Teks Sumber |
Opini

Hadia Mubarak, Mufasir Perempuan dari Barat

3 Mins read

Hadia Mubarak merupakan salah satu akademisi dari Barat yang aktif menyuarakan kritik terhadap kondisi umat Islam yang terjebak pada penafsiran terdahulu. Melalui disiplin ilmunya (Studi Islam dan Perempuan), Hadia banyak mengomentari pembacaan al-Qur’an (tafsir) yang cenderung bias laki-laki.

Namun, dalam tulisan ini, penulis tidak akan mengulas pemikiran Hadia Mubarak secara mendalam. Adapun yang dibahas hanya berupa informasi singkat tentang biografinya, latar belakang keilmuannya, dan sedikit tentang pemikirannya. Aspek ini penting disampaikan agar pembaca dapat mengukur kapasitas dan kecakapan Hadia dalam studi al-Qur’an, tafsir, dan juga feminisme.

Hadia Mubarak merupakan Associate Professor bidang Agama di Queens University of Charlotte. Di sana, ia mengampu mata kuliah tentang Islam, kitab suci perbandingan, perempuan dan gender di dunia Muslim, sejarah Islam di Amerika, serta representasi agama dalam budaya populer.

Sebelumnya, ia menjabat sebagai Asisten Profesor Studi Agama di Guilford College (2018–2020). Ia adalah Peneliti di Institut Humaniora New York University–Abu Dhabi (NYUAD) pada 2017–2018. Hadia menyelesaikan gelar Ph.D. dalam Studi Islam dari Universitas Georgetown, dengan fokus pada tafsir al-Qur’an modern dan klasik, feminisme Islam, serta reformasi gender di dunia Muslim modern.

Saat ini, ia menjabat sebagai cendekiawan tetap di Muslim Community Center of Charlotte (MCC). Lalu anggota Dewan Penasihat di Carleton Center for the Study of Islam (CCSI), dan cendekiawan di Institute for Social Policy and Understanding (ISPU).

Dalam salah satu karyanya, Rebellious Wives, Neglectful Husbands: Controversies in Modern Qur’anic Commentaries (Oxford University Press, 2022), mengeksplorasi pergeseran signifikan dalam tafsir al-Qur’an modern tentang subjek perempuan dalam konteks historis, intelektual, dan politik Afrika Utara abad ke-20.

Baca Juga  Muhammadiyah Terima Tambang: Kritis Boleh, Apriori Jangan!

Karya-Karya Hadia Mubarak

Beberapa publikasi penting Hadia antara lain:

  • “Women’s Contemporary Readings of the Qurʾan” dalam The Routledge Companion to the Qurʾan (2021),
  • “Violent, Oppressed and Un-American: Muslim Women in the American Imagination” dalam The Personal is Political, ed. Christine Davis & Jon Crane (Brill, 2020),
  • “Classical Qur’anic Exegesis and Woman” dalam The Routledge Handbook of Islam and Gender, ed. Justine Howe (Brill, 2020),
  • “Change Through Continuity: A Case Study of Q. 4:34 in Ibn ʿĀshūr’s Al-Taḥrīr wa-l-Tanwīr” (Journal of Qurʾanic Studies, 2018),
  • “Breaking the Interpretive Monopoly: A Re-Examination of Verse 4:34” (Hawwa 2.3),
  • “Crossroads” dalam I Speak for Myself: American Women on Being Muslim (White Cloud Press, 2011).

Kumpulan Baris |

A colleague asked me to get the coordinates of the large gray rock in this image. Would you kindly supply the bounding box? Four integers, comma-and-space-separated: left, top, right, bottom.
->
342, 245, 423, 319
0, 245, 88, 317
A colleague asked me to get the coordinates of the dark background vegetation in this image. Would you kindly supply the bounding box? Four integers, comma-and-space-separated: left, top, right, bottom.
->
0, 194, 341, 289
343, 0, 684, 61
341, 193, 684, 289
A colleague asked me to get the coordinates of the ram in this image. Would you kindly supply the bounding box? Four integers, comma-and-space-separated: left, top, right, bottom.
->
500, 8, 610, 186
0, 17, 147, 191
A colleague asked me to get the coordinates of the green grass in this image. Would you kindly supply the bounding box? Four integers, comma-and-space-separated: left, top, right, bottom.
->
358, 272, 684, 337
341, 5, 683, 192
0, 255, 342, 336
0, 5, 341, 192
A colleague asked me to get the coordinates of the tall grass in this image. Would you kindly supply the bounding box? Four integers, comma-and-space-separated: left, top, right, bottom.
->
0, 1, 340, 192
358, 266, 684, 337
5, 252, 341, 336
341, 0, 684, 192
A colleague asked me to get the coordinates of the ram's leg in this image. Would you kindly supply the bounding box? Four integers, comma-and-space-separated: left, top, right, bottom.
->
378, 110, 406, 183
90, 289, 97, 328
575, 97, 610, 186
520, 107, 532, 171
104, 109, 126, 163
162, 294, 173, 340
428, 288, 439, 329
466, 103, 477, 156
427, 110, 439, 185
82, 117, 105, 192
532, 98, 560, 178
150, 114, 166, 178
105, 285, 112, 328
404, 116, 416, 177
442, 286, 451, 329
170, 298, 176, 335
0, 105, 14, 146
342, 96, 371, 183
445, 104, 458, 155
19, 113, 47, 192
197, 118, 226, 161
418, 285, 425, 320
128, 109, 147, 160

Yang Diharapkan | Bagaimana bunyi persis bagian teks tentang Hadia Mubarak mulai dari "Karya-Karya Hadia Mubarak" sampai dengan "Cloud Press, 2011)."? Tuliskan kembali bagian itu tanpa mengubah satu kata pun.

Hasil Akhir |
Karya-Karya Hadia Mubarak

Beberapa publikasi penting Hadia antara lain:

  • “Women’s Contemporary Readings of the Qurʾan” dalam The Routledge Companion to the Qurʾan (2021),
  • “Violent, Oppressed and Un-American: Muslim Women in the American Imagination” dalam The Personal is Political, ed. Christine Davis & Jon Crane (Brill, 2020),
  • “Classical Qur’anic Exegesis and Woman” dalam The Routledge Handbook of Islam and Gender, ed. Justine Howe (Brill, 2020),
  • “Change Through Continuity: A Case Study of Q. 4:34 in Ibn ʿĀshūr’s Al-Taḥrīr wa-l-Tanwīr” (Journal of Qurʾanic Studies, 2018),
  • “Breaking the Interpretive Monopoly: A Re-Examination of Verse 4:34” (Hawwa 2.3),
  • “Crossroads” dalam I Speak for Myself: American Women on Being Muslim (White Cloud Press, 2011).